Tasks and exercises:
a) Translate this sentence from the Baghdad curfew report into Spanish: "Commercial buildings are last, he said."
b) Extend the Baghdad curfew report with a further paragraph that picks up after its final sentence.

== Passage to read

BAGHDAD, April 11 — Trying to prevent looting and new suicide bombings, U.S. troops on Friday began enforcing a dusk-to-dawn curfew in the parts of Baghdad that they control. Looters have hit hospitals, colleges, libraries, homes and even robbed reporters. The murders of two Shiite clerics by a mob laid bare deep divides, while the deaths of two children at a checkpoint in Nasiriyah reflected the tension throughout Iraq.

THE U.S. MILITARY has said it would not become a police force, but it has taken on some of those duties. Describing it as an “awkward” period in Baghdad, Defense Secretary Donald Rumsfeld told reporters at the Pentagon that a dawn-to-dusk curfew had begun in U.S.-controlled areas of the city. Military sources told NBC News that 75 percent of the city was under U.S. control.

The curfew was instituted after President Bush vowed that “coalition forces will help maintain law and order so that Iraqis can live in security.” NBC’s Chip Reid, reporting from Baghdad, said troops had been authorized to intervene when they see large-scale looting.

Lt. Col. Michael Belcher, a battalion commander, said his priorities were first to protect key structures, such as the power system, and second to safeguard humanitarian sites like hospitals and aid distribution centers. Commercial buildings are last, he said.

====
== Recorded data

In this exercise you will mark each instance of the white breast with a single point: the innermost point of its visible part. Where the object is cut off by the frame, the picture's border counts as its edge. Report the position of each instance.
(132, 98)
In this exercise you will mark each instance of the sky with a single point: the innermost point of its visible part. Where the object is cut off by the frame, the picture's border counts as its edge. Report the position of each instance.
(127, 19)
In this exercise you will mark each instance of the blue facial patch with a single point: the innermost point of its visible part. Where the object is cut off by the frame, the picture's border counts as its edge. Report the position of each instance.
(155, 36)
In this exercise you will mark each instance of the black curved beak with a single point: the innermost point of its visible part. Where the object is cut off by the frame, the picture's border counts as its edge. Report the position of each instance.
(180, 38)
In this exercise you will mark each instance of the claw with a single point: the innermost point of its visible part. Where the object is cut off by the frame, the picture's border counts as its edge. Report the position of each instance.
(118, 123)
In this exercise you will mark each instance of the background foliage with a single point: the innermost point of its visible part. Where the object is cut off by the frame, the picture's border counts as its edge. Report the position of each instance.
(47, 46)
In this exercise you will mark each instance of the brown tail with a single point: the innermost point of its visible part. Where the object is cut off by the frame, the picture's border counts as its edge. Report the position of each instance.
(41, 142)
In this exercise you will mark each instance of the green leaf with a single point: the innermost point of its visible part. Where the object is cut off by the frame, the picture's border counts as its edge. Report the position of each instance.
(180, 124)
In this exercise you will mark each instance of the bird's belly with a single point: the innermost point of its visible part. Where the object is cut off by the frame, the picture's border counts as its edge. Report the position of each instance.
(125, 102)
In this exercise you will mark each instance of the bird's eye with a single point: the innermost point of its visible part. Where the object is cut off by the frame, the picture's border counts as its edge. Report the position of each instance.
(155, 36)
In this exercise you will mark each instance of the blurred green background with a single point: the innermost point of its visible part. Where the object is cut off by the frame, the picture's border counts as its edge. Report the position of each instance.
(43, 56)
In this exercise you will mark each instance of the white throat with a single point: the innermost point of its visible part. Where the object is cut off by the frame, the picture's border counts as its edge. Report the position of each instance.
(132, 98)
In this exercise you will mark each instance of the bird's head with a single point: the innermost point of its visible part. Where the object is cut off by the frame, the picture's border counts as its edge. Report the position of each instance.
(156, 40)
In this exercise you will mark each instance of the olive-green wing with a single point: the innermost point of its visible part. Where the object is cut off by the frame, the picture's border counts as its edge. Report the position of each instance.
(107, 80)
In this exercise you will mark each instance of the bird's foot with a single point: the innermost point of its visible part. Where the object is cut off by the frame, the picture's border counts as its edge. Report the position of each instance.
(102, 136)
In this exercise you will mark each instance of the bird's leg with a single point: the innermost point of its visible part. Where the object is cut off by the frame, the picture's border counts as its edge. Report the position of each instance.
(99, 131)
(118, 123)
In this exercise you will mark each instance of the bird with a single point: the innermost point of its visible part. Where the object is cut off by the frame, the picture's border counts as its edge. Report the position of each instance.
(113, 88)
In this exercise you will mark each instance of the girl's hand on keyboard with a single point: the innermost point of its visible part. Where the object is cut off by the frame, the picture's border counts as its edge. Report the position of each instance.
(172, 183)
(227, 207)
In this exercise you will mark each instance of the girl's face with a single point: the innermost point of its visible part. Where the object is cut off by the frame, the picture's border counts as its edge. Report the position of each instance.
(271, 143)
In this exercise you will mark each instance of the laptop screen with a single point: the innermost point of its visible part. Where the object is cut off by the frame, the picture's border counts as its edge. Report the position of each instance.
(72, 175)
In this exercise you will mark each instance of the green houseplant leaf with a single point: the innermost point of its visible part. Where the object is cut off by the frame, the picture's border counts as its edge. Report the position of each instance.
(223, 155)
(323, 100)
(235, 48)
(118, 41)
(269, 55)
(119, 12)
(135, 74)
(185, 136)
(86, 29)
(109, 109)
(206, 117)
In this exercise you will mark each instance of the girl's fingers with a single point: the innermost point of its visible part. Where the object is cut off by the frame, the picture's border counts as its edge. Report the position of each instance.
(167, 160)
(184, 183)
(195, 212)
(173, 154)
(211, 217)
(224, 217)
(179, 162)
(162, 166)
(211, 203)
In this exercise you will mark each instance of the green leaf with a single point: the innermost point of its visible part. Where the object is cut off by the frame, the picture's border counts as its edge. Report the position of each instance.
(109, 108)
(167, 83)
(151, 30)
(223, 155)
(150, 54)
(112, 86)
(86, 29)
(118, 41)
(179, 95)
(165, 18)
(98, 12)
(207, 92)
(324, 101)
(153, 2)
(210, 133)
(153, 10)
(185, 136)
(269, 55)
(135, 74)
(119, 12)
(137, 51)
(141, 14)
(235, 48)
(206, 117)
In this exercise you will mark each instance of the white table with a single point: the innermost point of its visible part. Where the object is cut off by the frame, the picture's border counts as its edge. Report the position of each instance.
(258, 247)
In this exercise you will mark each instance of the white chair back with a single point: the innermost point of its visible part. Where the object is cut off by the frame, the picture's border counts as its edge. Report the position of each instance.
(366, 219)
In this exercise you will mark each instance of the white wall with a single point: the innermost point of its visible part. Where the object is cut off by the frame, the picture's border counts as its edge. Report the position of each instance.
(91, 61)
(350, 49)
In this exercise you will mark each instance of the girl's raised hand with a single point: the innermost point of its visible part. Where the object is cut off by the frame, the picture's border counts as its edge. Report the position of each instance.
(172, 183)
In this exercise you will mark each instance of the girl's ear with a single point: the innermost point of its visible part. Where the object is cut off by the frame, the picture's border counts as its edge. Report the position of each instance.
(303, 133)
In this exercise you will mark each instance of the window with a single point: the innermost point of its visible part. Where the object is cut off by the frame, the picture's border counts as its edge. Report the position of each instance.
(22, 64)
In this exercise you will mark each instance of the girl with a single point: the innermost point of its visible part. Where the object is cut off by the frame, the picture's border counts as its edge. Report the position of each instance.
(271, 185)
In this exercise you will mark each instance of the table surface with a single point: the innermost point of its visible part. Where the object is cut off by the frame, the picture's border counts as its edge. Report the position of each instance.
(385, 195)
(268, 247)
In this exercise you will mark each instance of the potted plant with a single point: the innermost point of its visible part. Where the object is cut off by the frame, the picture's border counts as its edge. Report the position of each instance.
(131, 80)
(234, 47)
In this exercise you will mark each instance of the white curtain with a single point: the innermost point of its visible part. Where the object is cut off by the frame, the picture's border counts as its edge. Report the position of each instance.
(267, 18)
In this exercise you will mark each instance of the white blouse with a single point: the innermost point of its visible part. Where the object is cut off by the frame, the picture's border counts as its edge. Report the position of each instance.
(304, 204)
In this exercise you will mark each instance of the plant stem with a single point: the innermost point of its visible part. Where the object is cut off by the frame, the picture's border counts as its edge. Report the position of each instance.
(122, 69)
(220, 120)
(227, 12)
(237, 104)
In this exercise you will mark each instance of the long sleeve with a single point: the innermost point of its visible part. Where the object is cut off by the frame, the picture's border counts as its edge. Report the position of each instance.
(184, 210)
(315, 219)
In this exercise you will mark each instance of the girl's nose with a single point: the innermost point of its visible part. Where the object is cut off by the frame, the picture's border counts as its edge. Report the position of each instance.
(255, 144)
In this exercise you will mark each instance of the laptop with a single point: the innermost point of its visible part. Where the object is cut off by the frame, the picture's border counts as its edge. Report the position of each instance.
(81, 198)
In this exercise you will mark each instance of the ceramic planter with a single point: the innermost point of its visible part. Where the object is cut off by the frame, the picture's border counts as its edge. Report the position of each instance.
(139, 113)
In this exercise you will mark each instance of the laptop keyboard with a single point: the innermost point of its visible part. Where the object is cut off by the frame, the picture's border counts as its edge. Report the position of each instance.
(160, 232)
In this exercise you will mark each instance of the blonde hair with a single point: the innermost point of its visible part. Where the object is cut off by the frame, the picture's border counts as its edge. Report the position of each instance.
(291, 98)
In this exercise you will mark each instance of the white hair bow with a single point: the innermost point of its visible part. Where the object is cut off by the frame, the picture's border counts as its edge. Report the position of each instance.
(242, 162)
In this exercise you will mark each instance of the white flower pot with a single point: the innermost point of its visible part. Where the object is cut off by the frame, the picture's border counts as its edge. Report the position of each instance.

====

Responses per task:
a) Los edificios comerciales van al final, dijo.

b)
The curfew should also ease concerns of suicide bombings.

International aid officials criticized U.S. and British troops for failing to rein in looting mobs, saying they were obliged as an occupying force under international law to prevent chaos. “The coalition forces seem to be completely unable to restrain looters or impose any sort of control on the mobs that now govern the streets,” said Veronique Taveau, a spokeswoman for the U.N. Office of the Humanitarian Coordinator for Iraq. “This inaction by the occupying powers is in violation of the Geneva Conventions.”

In Baghdad, a U.S. Army brigade commander told reporters that troops were in “transition to stabilization operations.” “We have a lot of civil affairs guys in the town working with hospitals and trying to get water and power back on,” added Col. David Perkins.